(Point-based annotation data)
----

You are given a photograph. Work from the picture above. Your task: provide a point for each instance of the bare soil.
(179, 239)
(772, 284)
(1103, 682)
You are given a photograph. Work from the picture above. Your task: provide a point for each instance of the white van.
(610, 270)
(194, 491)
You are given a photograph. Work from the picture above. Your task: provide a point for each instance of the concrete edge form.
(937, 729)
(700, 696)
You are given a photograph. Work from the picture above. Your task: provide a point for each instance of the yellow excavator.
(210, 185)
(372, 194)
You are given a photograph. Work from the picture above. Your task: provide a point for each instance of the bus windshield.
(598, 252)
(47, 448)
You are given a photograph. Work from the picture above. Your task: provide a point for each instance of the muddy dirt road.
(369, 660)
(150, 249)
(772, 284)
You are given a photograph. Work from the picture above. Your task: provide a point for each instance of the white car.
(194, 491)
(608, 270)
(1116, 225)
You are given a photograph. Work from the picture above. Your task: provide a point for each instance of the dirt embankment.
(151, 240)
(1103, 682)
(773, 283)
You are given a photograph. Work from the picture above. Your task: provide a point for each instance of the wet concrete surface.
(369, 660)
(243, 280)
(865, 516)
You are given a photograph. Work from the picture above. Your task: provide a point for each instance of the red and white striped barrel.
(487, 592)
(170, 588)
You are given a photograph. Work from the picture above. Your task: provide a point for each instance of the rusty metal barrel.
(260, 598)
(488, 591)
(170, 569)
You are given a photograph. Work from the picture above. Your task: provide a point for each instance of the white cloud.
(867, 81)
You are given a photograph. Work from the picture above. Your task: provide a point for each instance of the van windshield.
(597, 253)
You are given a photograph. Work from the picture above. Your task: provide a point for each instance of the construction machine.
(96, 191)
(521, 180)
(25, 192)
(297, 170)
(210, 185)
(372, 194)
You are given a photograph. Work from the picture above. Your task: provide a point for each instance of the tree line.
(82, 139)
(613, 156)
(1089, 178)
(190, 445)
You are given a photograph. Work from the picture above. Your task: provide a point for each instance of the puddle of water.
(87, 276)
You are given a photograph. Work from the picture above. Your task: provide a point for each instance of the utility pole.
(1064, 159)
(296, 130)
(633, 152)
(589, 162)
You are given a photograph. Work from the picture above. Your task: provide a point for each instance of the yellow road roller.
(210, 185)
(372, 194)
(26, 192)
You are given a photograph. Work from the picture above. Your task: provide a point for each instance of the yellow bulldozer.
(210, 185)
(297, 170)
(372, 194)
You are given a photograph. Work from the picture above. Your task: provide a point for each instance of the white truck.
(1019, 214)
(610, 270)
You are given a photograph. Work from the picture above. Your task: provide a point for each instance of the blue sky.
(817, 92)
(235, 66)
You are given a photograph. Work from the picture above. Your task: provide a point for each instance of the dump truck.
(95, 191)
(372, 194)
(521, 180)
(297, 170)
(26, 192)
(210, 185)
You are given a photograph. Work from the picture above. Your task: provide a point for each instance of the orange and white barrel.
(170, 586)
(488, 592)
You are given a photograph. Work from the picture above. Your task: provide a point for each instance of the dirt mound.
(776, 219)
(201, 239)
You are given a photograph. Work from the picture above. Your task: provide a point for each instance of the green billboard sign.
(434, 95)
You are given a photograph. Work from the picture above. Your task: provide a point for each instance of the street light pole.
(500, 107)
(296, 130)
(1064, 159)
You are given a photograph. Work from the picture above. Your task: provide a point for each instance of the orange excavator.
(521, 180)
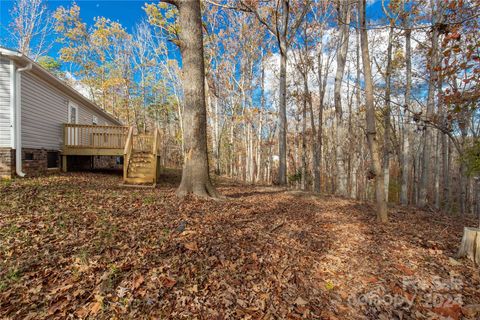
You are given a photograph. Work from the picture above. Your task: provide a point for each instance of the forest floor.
(79, 245)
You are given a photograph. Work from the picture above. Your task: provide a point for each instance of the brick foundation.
(35, 161)
(7, 163)
(106, 162)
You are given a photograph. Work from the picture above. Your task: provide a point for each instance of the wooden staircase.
(140, 165)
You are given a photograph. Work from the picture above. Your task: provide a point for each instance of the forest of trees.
(314, 94)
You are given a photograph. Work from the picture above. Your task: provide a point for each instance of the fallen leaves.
(192, 246)
(77, 245)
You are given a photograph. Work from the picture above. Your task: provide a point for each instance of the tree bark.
(408, 87)
(282, 113)
(195, 175)
(426, 175)
(382, 214)
(344, 20)
(386, 136)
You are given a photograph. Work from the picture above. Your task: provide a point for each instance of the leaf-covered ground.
(82, 246)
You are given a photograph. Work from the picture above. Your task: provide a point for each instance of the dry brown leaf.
(192, 246)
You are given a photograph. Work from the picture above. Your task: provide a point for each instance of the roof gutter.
(18, 119)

----

Rewrite the entries from the start through the line that contains "(1116, 225)", replacing "yellow excavator" with "orange bulldozer" and leaving everything else unchanged.

You are given a photograph. Work from the picture above. Your task: provide a point for each instance of the bare soil.
(179, 239)
(772, 284)
(1103, 682)
You are given a photograph. Work from the picture above. Your task: provide a point for each instance of the white van.
(610, 270)
(194, 491)
You are given a photograph. Work from the picture above. Your task: provide a point for each instance of the concrete edge form.
(937, 729)
(700, 696)
You are given a photograph. Work from the picture above. Your task: provide a point for each instance of the orange bulldozer.
(210, 185)
(372, 194)
You are given a photograph. Work from the picture above. Your task: provide a point for each instance of the bus windshield.
(598, 252)
(47, 448)
You are given a photograph. Work from the picture above. Your task: provide a point for each instance of the muddy dirt road.
(369, 660)
(150, 249)
(772, 284)
You are given a photograph. Work from the picture above. Your task: provide a point for each instance of the white car.
(194, 491)
(608, 270)
(1116, 225)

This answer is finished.